• Task brief
Each record below is to be copied exactly; the pictures are to be omitted.

- - - - -

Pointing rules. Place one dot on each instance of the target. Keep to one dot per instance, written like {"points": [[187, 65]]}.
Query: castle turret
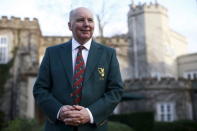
{"points": [[152, 43]]}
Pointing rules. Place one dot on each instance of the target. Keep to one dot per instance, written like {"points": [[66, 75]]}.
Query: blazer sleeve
{"points": [[42, 87], [103, 107]]}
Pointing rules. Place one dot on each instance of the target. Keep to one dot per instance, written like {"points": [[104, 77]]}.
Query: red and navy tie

- - - - -

• Result
Pointing rules. Place one dot on each instance of the target. Keep to one dot per instance, written like {"points": [[187, 65]]}.
Query: castle turret
{"points": [[152, 43]]}
Pointing rules. Place one dot on each instance of the target. Keep to one dot per instance, written like {"points": [[66, 75]]}.
Query: blazer sleeve
{"points": [[42, 87], [103, 107]]}
Pointing rules. Place one dot on each instance of the target. Keep to one dot per instance, written like {"points": [[104, 77]]}.
Query: red and navy tie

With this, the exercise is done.